> Problem
The response must reproduce every record in full.

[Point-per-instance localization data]
#####

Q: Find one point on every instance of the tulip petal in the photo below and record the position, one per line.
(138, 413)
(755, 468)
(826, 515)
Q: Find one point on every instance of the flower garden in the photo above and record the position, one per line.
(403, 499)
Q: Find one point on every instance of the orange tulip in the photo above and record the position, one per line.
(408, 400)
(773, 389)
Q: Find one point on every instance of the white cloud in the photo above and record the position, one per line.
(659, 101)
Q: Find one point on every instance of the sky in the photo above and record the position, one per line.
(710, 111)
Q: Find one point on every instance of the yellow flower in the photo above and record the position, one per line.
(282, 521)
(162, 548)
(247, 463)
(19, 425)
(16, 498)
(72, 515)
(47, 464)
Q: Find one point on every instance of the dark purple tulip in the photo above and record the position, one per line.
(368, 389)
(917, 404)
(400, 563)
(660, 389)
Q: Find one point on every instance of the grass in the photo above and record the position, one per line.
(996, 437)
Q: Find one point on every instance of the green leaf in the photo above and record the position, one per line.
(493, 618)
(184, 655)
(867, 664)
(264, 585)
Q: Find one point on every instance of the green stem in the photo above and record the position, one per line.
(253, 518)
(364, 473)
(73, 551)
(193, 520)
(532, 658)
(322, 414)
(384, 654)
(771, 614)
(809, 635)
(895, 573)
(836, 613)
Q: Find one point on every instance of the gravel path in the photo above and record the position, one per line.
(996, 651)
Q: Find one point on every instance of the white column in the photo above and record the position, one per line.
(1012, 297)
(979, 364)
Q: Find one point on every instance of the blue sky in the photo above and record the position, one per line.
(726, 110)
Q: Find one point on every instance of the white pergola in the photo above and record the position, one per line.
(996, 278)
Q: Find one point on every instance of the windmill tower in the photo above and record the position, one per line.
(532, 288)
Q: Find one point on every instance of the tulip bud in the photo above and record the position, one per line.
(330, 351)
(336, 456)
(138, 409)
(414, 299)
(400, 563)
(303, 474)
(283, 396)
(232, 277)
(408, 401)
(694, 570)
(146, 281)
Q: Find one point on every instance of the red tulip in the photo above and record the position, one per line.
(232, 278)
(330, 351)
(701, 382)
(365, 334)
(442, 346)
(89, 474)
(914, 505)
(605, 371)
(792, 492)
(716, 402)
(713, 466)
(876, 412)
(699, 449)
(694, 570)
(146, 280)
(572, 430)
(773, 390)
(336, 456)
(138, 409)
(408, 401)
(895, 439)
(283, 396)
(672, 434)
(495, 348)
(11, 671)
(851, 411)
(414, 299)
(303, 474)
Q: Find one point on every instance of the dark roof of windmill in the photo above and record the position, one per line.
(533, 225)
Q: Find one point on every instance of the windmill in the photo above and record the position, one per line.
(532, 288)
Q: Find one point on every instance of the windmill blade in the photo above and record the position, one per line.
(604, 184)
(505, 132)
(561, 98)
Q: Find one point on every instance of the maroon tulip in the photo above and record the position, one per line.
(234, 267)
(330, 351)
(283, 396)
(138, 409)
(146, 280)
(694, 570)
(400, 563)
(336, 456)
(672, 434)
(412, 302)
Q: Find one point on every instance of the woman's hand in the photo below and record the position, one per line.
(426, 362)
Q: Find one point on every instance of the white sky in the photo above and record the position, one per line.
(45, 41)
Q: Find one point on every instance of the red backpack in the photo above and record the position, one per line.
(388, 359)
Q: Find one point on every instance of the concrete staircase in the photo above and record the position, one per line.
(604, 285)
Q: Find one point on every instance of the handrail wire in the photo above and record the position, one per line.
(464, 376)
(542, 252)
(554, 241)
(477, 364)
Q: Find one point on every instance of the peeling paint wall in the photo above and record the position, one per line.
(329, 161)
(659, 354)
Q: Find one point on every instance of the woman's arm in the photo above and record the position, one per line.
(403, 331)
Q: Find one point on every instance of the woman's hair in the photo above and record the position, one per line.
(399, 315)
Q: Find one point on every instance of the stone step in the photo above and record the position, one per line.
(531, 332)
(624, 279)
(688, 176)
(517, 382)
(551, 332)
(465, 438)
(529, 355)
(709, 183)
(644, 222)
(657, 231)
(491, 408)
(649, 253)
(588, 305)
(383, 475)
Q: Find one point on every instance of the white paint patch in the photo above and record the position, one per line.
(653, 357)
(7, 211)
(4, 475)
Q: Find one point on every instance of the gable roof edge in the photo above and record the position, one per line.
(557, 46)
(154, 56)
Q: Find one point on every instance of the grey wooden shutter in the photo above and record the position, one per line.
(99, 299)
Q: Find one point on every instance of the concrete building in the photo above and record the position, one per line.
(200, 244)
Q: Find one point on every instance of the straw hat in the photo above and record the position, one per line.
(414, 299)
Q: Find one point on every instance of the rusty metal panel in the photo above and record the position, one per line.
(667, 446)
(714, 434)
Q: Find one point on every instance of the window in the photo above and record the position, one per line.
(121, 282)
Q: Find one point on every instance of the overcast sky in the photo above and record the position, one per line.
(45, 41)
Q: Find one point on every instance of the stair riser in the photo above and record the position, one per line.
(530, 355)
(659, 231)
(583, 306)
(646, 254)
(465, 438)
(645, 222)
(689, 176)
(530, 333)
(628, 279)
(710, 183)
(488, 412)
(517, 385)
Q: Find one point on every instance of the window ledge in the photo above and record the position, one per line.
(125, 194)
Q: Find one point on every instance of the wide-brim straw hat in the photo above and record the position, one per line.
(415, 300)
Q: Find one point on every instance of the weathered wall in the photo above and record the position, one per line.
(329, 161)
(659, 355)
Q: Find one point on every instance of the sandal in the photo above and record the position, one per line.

#####

> Solved problem
Q: Find one point on every instance of the tulip petal in the photo below and record the position, one per line.
(138, 413)
(755, 468)
(826, 515)
Q: Find one point on every instance of the flower garden in the photo above and record the position, one per line.
(403, 499)
Q: Find one point on every instance of the orange tulip in the photo above and record the position, one per line.
(408, 400)
(773, 389)
Q: Find one point on every instance of the white cloud in the photo above and record the position, one per line.
(659, 101)
Q: Find one point on every instance of the sky in the photo above and record the position, one per line.
(710, 111)
Q: Find one point on every instance of the yellow flower in the photo above and record the position, one per line.
(282, 521)
(162, 548)
(247, 463)
(19, 425)
(16, 498)
(72, 515)
(47, 464)
Q: Find one point on every instance of the dark purple tulip in the photo above and record the position, one per line.
(368, 389)
(917, 404)
(400, 563)
(660, 389)
Q: Find one point on every instance of the grass in the photo above and record the position, one per line.
(996, 437)
Q: Find one point on every instance of the green leaf in the photo above and record the position, one per line.
(493, 618)
(184, 655)
(867, 664)
(264, 585)
Q: Find one point on every instance of the green stem in the photo above and record the position, one per line.
(253, 518)
(364, 473)
(73, 551)
(193, 520)
(532, 658)
(322, 414)
(384, 654)
(771, 614)
(809, 635)
(895, 573)
(836, 613)
Q: Find one point on every instance of the gravel path in the photo above and record the position, one per line.
(996, 651)
Q: Find one point on every instance of the white column in the photo above and record the position, one per line.
(1012, 297)
(979, 364)
Q: Find one point on every instance of the blue sky in the photo above and record the position, one per line.
(726, 110)
Q: Find one point on every instance of the white pergola in the photo above and record the position, one per line.
(996, 278)
Q: Find one point on every instance of the windmill tower in the photo above and record the position, one per line.
(532, 288)
Q: Find one point on every instance of the tulip bud in the photo above and record the position, one per line.
(330, 351)
(336, 456)
(138, 409)
(414, 299)
(400, 563)
(303, 474)
(283, 396)
(232, 277)
(408, 401)
(694, 570)
(146, 281)
Q: Find one point on every instance of the red tulip in the photo above and record the position, one per line.
(232, 278)
(330, 351)
(701, 382)
(365, 334)
(442, 346)
(89, 474)
(914, 505)
(605, 371)
(792, 492)
(716, 402)
(713, 466)
(876, 412)
(699, 449)
(694, 570)
(146, 280)
(572, 430)
(773, 390)
(336, 456)
(138, 409)
(408, 401)
(895, 439)
(283, 396)
(672, 434)
(495, 348)
(11, 671)
(851, 411)
(414, 299)
(303, 474)
Q: Find one point on every instance of the dark roof of windmill in the photo above and record the position, one per line.
(533, 225)
Q: Find one point on every instance of the windmill in the photo above and record the position, one per line.
(532, 288)
Q: Find one point on every instance of the windmill blade in the photo above and record the position, one per line.
(604, 184)
(505, 132)
(561, 98)
Q: Find one point on every instance of the maroon tulip in the photo above and record the position, one per line.
(234, 267)
(330, 351)
(283, 396)
(138, 409)
(146, 280)
(694, 570)
(400, 563)
(336, 456)
(672, 434)
(412, 302)
Q: Find one point on every instance of the woman's hand in the photo below and record the position, one per line.
(426, 362)
Q: Find one point on every instance of the white sky in the photo above and record the position, one per line.
(45, 41)
Q: Find one point on every instance of the red backpack in the photo above and record the position, one per line.
(388, 359)
Q: Find one point on every instance of the concrete staircase in the photo above and record the position, one per line.
(604, 285)
Q: Find one point on every instance of the handrail wire in the photo above and record the position, one per line.
(464, 376)
(542, 252)
(554, 241)
(477, 364)
Q: Find one point on every instance of the peeling paint wall in the photo above and record the position, one per line.
(329, 161)
(659, 354)
Q: Find one point on every instance of the woman's arm in the photo above and record the position, one per line.
(403, 331)
Q: Find one point on every instance of the woman's hair in the photo above and record the position, one per line.
(399, 315)
Q: Find one point on every instance of the stone step in the photo above and record the position, one per line.
(531, 332)
(624, 279)
(688, 176)
(517, 382)
(551, 332)
(465, 438)
(529, 355)
(709, 183)
(644, 222)
(657, 231)
(491, 408)
(649, 253)
(588, 305)
(383, 475)
Q: Find one point on every instance of the white paint patch in the photo above and record the position, one per line.
(653, 357)
(7, 211)
(4, 475)
Q: Find one point on every instance of the gable roof edge in the photo above and record the position, one per line.
(557, 46)
(154, 56)
Q: Find one point on every instance of the grey wooden shutter in the photo above and record the position, one per line.
(99, 299)
Q: Find one point on every instance of the concrete building in the photo above and record the position, one per line.
(200, 244)
Q: Find one point on every instance of the straw hat in the photo above and record the position, one per line.
(414, 299)
Q: Find one point on every instance of the rusty metal panel in the photo above and record the position, one per line.
(667, 446)
(714, 434)
Q: Find one point on every instance of the window in the photo above and record the position, one per line.
(121, 282)
Q: Find one point on every instance of the overcast sky in the photo above and record the position, one per line.
(45, 41)
Q: Find one point on every instance of the stair riser in the photo above and record the position, one per line.
(530, 355)
(659, 231)
(583, 306)
(646, 254)
(465, 438)
(645, 222)
(689, 176)
(530, 333)
(628, 279)
(710, 183)
(488, 412)
(517, 385)
Q: Find one point on every instance of the window ledge in the photo above and record the position, one per line.
(125, 194)
Q: Find one point on every instance of the wide-brim straw hat in the photo above and record the position, one per line.
(415, 300)
Q: Find one point on every instance of the weathered wall in the photo above and record the position, one per line.
(329, 161)
(659, 355)
Q: Find one point on every instance of the sandal in the photo above and record the position, one per line.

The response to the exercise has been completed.